◆ THE REQUEST ◆
Set out every line of the records below as a numbered list, omitting any blank lines. Leave the pictures out of your answer.

◆ RECORDS SUPPLIED ◆
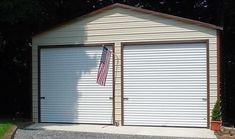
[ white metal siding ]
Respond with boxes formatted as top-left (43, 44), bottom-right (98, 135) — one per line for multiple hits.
top-left (123, 43), bottom-right (207, 127)
top-left (40, 47), bottom-right (113, 124)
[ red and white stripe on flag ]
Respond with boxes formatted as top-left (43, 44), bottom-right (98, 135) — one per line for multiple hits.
top-left (96, 47), bottom-right (112, 86)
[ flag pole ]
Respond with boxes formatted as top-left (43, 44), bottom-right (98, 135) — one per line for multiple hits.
top-left (102, 44), bottom-right (120, 81)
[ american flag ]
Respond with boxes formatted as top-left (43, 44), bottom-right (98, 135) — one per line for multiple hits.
top-left (96, 47), bottom-right (112, 86)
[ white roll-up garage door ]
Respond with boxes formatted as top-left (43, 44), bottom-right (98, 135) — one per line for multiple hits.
top-left (123, 43), bottom-right (207, 127)
top-left (40, 47), bottom-right (113, 124)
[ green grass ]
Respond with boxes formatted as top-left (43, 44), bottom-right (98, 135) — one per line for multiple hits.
top-left (0, 120), bottom-right (13, 139)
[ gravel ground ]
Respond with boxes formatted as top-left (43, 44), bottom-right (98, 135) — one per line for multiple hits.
top-left (14, 129), bottom-right (216, 139)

◆ WRITTEN RESPONSE ◆
1. [ white metal siding ]
2. Respond with boxes formatted as top-left (43, 44), bottom-right (98, 135) — one per line for multiple hits.
3. top-left (123, 43), bottom-right (207, 127)
4. top-left (40, 47), bottom-right (113, 124)
5. [ red and white stripe on flag ]
6. Respond with boxes formatted as top-left (43, 44), bottom-right (98, 135) — one per line for multiple hits.
7. top-left (96, 47), bottom-right (112, 86)
8. [ flag pole ]
9. Respond with boxes formatted as top-left (43, 44), bottom-right (98, 135) — one per line for multiple hits.
10. top-left (102, 44), bottom-right (120, 81)
11. [ american flag ]
12. Respond with boxes formatted as top-left (43, 44), bottom-right (98, 135) — one per line for multiple hits.
13. top-left (96, 47), bottom-right (112, 86)
14. [ white roll-up garage door ]
15. Respond with boxes formatted as top-left (43, 44), bottom-right (98, 135) — one per line for multiple hits.
16. top-left (123, 43), bottom-right (207, 127)
17. top-left (40, 47), bottom-right (113, 124)
18. [ green grass ]
19. Respond with boxes formatted as top-left (43, 44), bottom-right (98, 135) — one per line for multiple hits.
20. top-left (0, 120), bottom-right (13, 139)
21. [ gravel ground ]
22. Respond with boxes formatted as top-left (43, 44), bottom-right (98, 135) — one per line for multiple hits.
23. top-left (14, 129), bottom-right (216, 139)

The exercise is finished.